▶ [GIVEN PROBLEM]: Retype the lines of the data below without alteration, from the line containing "Where can you see the woman's smile" through the line containing "[[171, 255]]", including both of those lines.

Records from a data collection

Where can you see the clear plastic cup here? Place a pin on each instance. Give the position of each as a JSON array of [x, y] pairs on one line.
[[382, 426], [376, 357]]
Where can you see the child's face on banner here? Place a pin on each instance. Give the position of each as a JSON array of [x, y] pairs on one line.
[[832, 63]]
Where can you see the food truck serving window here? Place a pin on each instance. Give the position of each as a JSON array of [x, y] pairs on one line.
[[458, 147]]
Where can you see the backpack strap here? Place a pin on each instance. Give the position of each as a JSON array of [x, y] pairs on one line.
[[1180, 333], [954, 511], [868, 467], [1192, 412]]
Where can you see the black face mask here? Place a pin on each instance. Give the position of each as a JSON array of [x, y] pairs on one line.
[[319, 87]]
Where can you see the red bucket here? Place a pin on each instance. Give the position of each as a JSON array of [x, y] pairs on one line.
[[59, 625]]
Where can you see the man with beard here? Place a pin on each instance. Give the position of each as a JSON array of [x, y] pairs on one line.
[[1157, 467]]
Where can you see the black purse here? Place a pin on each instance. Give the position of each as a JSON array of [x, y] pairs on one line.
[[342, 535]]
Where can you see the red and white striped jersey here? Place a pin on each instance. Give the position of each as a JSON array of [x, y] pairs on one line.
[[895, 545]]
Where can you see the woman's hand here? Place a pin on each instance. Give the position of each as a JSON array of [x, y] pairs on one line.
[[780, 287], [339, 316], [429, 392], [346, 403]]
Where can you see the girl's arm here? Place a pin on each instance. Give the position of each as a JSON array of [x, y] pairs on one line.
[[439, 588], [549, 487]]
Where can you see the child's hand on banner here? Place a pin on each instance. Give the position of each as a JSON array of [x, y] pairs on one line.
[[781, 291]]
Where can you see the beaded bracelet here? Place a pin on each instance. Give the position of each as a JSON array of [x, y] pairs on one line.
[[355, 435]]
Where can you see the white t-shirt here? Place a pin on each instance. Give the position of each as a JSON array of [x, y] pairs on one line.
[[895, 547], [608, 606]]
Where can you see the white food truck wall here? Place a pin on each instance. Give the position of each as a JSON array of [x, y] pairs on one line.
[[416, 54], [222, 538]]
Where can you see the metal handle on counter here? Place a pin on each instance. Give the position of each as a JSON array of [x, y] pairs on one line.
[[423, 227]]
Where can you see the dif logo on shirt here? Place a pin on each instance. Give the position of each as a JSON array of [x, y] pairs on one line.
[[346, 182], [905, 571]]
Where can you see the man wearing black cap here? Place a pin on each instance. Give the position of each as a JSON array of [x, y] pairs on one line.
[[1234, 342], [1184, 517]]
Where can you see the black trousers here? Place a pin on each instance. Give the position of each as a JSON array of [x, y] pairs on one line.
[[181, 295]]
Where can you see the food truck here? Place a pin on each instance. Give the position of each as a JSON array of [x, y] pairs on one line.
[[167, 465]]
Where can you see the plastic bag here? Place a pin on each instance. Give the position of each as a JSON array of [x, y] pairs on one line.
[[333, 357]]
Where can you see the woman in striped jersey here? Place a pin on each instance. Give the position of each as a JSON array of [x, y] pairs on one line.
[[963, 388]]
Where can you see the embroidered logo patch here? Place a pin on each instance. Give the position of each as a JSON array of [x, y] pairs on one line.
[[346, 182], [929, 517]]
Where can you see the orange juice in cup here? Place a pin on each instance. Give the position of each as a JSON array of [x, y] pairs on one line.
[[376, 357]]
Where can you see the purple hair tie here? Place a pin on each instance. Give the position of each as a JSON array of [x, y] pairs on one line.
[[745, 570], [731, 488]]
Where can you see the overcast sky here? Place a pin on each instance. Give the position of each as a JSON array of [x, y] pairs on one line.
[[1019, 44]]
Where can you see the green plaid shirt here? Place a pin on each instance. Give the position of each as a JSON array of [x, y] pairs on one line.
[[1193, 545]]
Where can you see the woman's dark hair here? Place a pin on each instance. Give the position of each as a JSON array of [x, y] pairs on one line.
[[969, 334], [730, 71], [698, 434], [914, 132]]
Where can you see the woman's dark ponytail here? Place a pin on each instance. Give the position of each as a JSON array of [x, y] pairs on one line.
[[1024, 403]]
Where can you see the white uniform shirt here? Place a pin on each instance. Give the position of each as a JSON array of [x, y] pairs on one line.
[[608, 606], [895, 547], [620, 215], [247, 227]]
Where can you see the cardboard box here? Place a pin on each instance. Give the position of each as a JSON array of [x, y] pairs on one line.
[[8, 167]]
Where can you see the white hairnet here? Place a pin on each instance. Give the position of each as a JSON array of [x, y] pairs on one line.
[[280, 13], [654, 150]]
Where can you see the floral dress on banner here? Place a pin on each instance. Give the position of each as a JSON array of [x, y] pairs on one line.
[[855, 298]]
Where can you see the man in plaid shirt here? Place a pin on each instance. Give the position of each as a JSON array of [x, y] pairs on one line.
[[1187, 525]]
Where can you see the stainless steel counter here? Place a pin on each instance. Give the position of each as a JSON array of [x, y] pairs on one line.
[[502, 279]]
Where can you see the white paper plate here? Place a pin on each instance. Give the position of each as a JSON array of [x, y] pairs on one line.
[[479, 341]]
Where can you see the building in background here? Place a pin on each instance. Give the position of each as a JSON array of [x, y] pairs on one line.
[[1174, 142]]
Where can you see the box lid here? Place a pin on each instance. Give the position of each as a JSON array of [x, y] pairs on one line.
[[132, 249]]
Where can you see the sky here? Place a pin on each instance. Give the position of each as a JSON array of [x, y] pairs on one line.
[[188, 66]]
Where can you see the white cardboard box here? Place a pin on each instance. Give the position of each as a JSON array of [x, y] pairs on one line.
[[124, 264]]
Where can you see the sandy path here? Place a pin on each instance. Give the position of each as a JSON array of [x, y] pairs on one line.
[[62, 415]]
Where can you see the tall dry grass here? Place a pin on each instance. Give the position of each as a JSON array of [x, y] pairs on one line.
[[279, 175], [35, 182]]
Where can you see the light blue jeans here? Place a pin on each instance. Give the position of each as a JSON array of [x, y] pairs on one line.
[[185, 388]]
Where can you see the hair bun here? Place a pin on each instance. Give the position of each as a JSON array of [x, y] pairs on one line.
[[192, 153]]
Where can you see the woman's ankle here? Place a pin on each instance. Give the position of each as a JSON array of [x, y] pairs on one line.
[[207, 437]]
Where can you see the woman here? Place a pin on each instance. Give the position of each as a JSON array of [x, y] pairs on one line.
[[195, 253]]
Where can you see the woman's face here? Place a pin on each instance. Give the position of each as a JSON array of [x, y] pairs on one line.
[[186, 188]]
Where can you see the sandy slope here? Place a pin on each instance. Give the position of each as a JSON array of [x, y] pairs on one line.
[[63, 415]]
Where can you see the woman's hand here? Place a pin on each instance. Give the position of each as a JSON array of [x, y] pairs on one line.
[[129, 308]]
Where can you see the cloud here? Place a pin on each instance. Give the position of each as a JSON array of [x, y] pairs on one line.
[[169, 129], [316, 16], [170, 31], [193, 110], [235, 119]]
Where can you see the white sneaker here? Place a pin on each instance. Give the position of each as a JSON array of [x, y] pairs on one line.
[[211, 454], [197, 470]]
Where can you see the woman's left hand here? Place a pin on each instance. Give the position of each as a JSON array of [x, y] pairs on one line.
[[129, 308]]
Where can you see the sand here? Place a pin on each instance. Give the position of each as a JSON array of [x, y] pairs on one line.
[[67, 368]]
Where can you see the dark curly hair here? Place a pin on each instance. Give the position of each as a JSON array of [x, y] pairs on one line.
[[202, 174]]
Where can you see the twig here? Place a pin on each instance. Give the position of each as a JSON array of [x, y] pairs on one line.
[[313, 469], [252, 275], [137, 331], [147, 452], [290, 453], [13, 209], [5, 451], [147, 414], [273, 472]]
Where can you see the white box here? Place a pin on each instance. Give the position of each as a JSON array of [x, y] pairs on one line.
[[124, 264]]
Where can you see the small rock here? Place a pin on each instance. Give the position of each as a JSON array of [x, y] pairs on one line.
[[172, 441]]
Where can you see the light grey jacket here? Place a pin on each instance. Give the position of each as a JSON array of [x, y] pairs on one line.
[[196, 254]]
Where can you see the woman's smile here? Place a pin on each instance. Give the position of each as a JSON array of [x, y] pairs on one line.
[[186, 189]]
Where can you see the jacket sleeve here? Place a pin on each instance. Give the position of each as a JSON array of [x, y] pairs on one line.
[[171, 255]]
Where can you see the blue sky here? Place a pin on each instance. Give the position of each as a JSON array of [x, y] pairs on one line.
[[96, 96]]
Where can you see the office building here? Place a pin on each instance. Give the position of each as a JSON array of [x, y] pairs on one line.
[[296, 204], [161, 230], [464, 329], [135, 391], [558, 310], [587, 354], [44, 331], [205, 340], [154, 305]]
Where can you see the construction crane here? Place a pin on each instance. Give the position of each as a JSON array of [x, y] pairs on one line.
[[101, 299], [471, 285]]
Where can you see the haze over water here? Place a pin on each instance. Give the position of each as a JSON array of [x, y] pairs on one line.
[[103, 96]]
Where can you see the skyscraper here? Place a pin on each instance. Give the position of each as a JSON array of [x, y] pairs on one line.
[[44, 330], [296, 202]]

▶ [RESULT]:
Where can you see the woman's smile here? Place a pin on each instance. Give the position of each as a JSON array of [x, y] pairs on one line.
[[186, 189]]
Where can you see the jacket sleeve here? Place a pin on each instance. Give the position of each as a JSON array of [x, y] pairs on one line.
[[171, 255]]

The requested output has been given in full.